Information given:
· · ·

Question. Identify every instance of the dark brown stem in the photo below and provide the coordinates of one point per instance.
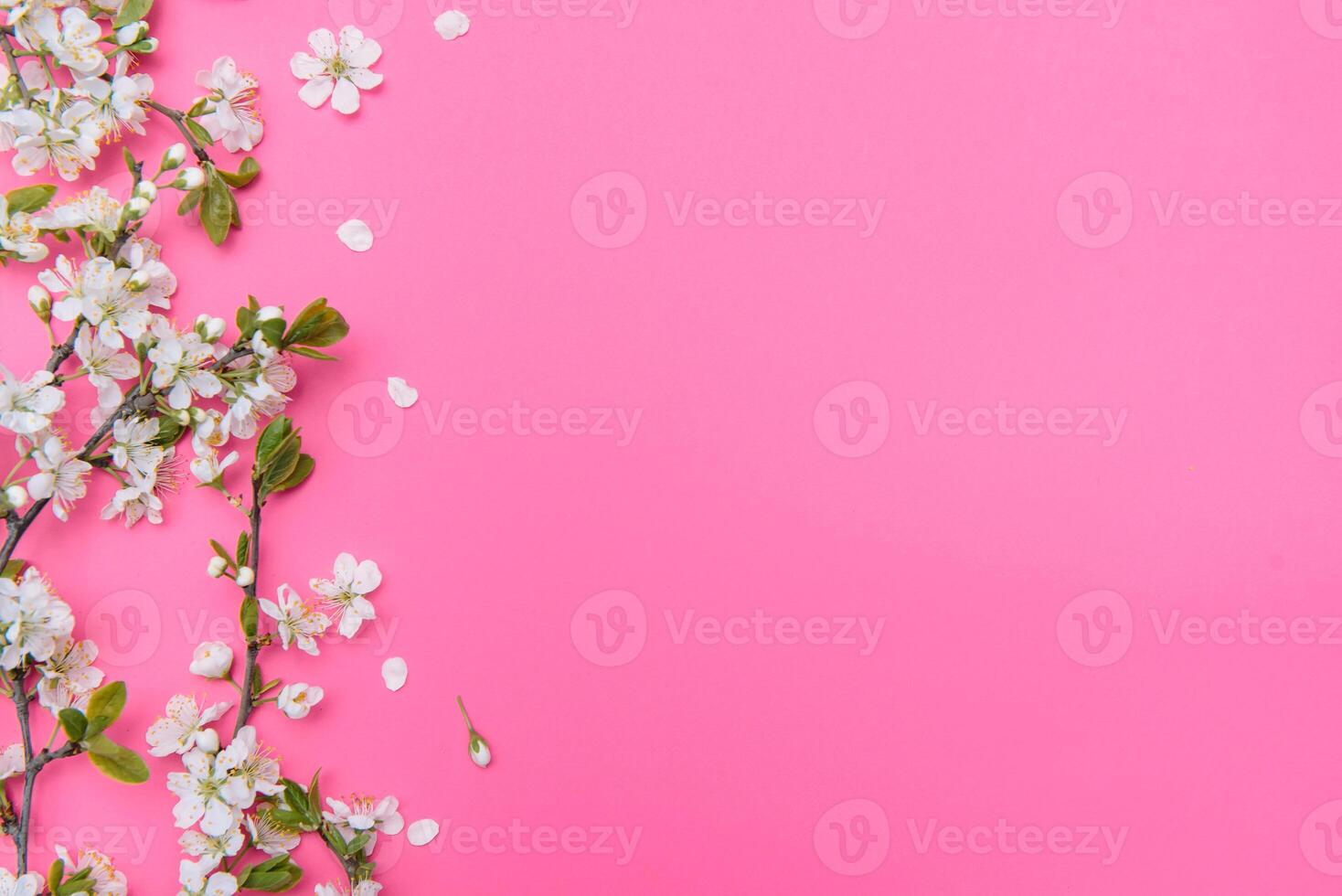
(178, 118)
(246, 706)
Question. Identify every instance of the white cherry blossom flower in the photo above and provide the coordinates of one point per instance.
(251, 770)
(69, 677)
(212, 660)
(197, 880)
(101, 293)
(270, 836)
(337, 71)
(231, 112)
(208, 467)
(74, 43)
(34, 620)
(26, 405)
(181, 367)
(68, 144)
(19, 234)
(300, 623)
(346, 593)
(212, 849)
(180, 730)
(200, 795)
(11, 761)
(60, 478)
(297, 700)
(105, 365)
(27, 884)
(358, 815)
(103, 878)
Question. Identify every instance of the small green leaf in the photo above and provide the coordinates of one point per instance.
(249, 617)
(115, 761)
(74, 723)
(246, 173)
(132, 12)
(30, 198)
(105, 707)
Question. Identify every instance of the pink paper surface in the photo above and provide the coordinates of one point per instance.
(1003, 329)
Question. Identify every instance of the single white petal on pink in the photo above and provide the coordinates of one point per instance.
(451, 25)
(356, 235)
(421, 832)
(403, 395)
(395, 672)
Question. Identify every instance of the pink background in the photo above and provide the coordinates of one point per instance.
(726, 757)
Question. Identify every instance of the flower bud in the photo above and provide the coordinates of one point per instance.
(207, 741)
(189, 178)
(40, 302)
(136, 208)
(128, 35)
(175, 155)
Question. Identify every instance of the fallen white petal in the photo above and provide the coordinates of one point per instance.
(451, 25)
(356, 235)
(395, 672)
(421, 832)
(401, 393)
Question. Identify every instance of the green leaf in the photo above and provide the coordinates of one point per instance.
(318, 325)
(247, 616)
(310, 353)
(74, 723)
(272, 876)
(115, 761)
(303, 470)
(30, 198)
(105, 707)
(217, 211)
(198, 132)
(132, 12)
(246, 173)
(189, 200)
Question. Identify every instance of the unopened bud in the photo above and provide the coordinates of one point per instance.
(189, 178)
(40, 302)
(175, 155)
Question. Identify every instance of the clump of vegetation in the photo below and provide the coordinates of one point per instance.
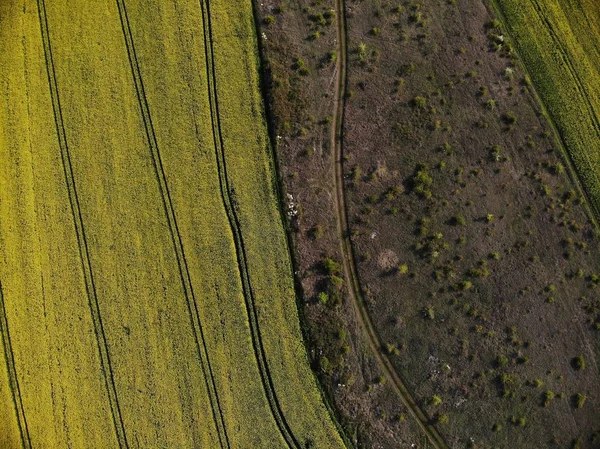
(421, 181)
(578, 363)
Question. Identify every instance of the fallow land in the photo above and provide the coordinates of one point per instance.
(438, 180)
(147, 293)
(446, 250)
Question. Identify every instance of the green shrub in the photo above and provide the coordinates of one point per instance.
(578, 363)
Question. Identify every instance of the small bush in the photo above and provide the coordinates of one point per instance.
(578, 363)
(579, 400)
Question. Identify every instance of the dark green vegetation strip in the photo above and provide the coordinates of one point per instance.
(567, 97)
(174, 230)
(228, 198)
(80, 231)
(349, 261)
(12, 375)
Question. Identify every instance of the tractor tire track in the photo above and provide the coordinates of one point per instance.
(90, 287)
(174, 230)
(12, 375)
(574, 173)
(229, 202)
(349, 263)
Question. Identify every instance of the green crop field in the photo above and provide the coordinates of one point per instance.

· · ·

Problem details:
Pictures don't belong in the copy. Transcribe every record exactly as it appears.

Solved exercise:
Question. Identify every instance of the dark brown stem in the photo below and provide the coordinates of one point per instance.
(178, 118)
(246, 706)
Question. Identify every instance of the white cherry blossom flower in the photo above and provide the coordinates of one point per instance.
(251, 770)
(69, 677)
(212, 660)
(197, 880)
(101, 293)
(270, 836)
(337, 71)
(231, 112)
(208, 467)
(74, 43)
(34, 620)
(26, 405)
(181, 367)
(68, 144)
(19, 234)
(300, 623)
(346, 593)
(212, 849)
(180, 730)
(200, 795)
(11, 761)
(60, 478)
(297, 700)
(105, 365)
(27, 884)
(358, 815)
(103, 878)
Question. Identify every instance of the small green leaf in the photo above and provide the coordinates of one point per instance.
(249, 617)
(115, 761)
(74, 723)
(246, 173)
(132, 12)
(30, 198)
(105, 707)
Question. Identify every instance of the pink paper surface in the photo above and provide the coordinates of one point per instance.
(1003, 329)
Question. Identify every instance of the single white petal on pink in the photo above and provide the coordinates of one point per instance.
(451, 25)
(356, 235)
(421, 832)
(403, 395)
(395, 672)
Question. Identify every instance of the pink background in the photo above and provide the coordinates of one point per instance.
(726, 757)
Question. Identify every instance of the flower bud in the photo above and provide the coordinates of one point per instance.
(207, 741)
(189, 178)
(40, 302)
(136, 208)
(128, 35)
(175, 155)
Question. Identify every instance of the fallen white petal in the photo above and provide the coordinates of one point per instance.
(451, 25)
(356, 235)
(395, 672)
(421, 832)
(401, 393)
Question. Identify every instance of the green leaf in the photo above and provide the coordinates of one point per instance.
(318, 325)
(247, 616)
(310, 353)
(74, 723)
(272, 876)
(115, 761)
(303, 470)
(30, 198)
(105, 707)
(217, 211)
(198, 132)
(132, 12)
(246, 173)
(189, 200)
Question. Identify every instance of the unopened bud in the photo above and provide the coordinates of one point per instance.
(189, 178)
(40, 302)
(175, 155)
Question. Identify every instance of the clump of vegetation in the photo below and provide the coordinates of one point per instance.
(421, 181)
(578, 363)
Question. Identify every instance of the fallow land in the photo above and provide the coordinates of one point per instance.
(438, 180)
(147, 293)
(446, 250)
Question. Identify every instance of the green shrub in the photo above and provide the coordinates of one point per instance.
(578, 363)
Question. Identify every instance of the small bush in the photo above and provide the coordinates of one point per instance.
(578, 363)
(579, 400)
Question. Identify every instance of the dark green vegetation strip in the photo above and provide the coordinates of one point per instance.
(567, 97)
(174, 230)
(228, 198)
(80, 231)
(349, 261)
(12, 375)
Question. Identify every instance of the tractor tire track in the photo above and provide the coordinates of one point per instance.
(90, 287)
(174, 230)
(12, 375)
(574, 173)
(229, 202)
(349, 263)
Question. Identify every instance of the green crop field in the photo above and provide the coordinates of one point per instance.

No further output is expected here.